### Task instructions
Please repeat the part of the entries below that opens with the line containing "One point per instance" and closes with the line containing "pixel 104 560", with both lines included. Leave the pictures out of your answer.

[Begin Material provided]

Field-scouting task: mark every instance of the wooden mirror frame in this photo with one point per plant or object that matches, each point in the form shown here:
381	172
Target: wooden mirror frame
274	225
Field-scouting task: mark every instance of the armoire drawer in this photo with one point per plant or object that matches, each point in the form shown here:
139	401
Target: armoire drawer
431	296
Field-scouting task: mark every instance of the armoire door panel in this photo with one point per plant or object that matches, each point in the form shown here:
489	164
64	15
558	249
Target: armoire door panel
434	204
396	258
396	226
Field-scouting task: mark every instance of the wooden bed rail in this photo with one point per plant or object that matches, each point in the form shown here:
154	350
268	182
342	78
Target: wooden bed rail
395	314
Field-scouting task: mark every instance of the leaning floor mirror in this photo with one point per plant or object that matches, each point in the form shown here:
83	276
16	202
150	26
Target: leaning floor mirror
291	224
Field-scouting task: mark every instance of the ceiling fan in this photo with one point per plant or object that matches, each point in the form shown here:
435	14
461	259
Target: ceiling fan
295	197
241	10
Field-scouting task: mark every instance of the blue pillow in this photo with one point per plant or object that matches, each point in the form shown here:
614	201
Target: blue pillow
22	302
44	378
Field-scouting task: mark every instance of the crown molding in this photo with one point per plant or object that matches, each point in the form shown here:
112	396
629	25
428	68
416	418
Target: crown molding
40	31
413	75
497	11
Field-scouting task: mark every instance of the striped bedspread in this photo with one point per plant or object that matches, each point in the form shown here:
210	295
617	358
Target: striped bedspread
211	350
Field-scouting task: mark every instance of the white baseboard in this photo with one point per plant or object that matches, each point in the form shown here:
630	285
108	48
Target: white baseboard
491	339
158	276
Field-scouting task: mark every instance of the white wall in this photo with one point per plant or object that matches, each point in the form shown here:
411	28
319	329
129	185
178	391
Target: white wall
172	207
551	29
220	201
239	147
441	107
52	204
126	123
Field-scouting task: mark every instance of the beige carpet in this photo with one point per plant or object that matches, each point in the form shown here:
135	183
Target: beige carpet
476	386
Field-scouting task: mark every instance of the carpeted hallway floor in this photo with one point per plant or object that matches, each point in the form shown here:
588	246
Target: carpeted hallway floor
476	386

[End Material provided]
[Begin Material provided]

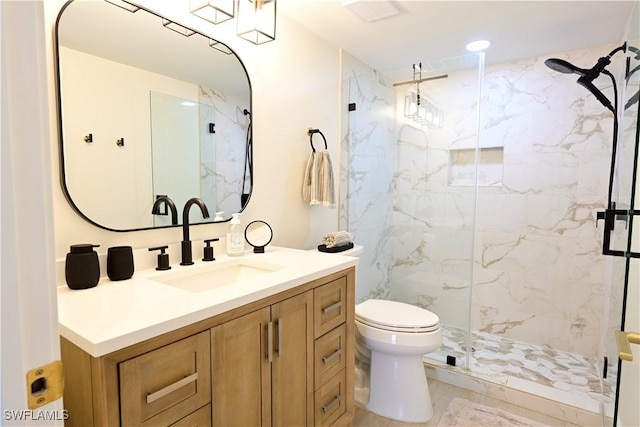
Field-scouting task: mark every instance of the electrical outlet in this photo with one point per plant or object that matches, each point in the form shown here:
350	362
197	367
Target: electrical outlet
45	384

[End Material provided]
[Begin Material provided]

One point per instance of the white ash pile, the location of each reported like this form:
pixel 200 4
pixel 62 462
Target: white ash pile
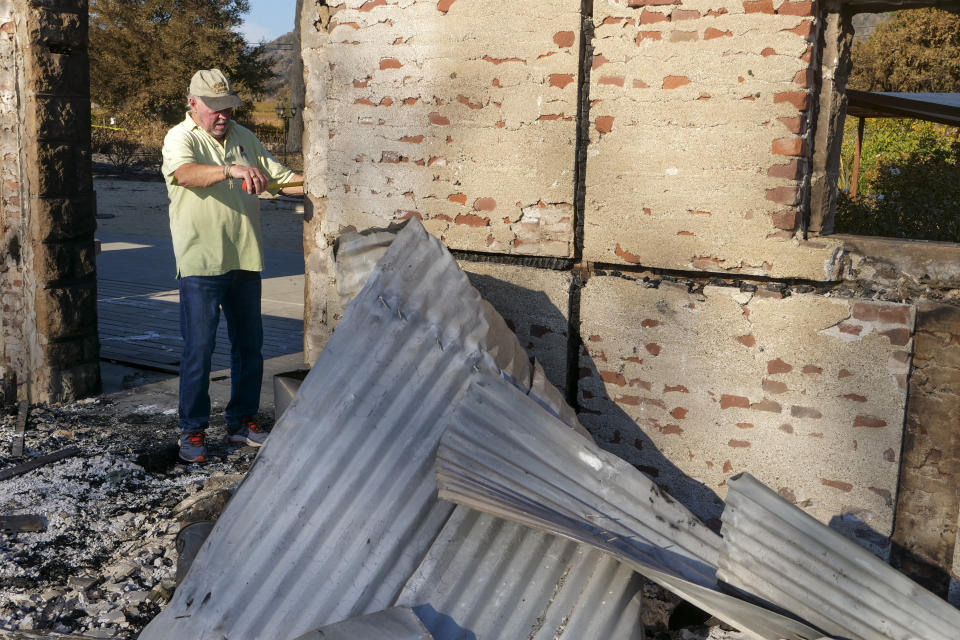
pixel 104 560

[End Material provided]

### The result
One point per instance of the white ash pile, the location of each reported like this form:
pixel 200 4
pixel 62 462
Target: white ash pile
pixel 104 560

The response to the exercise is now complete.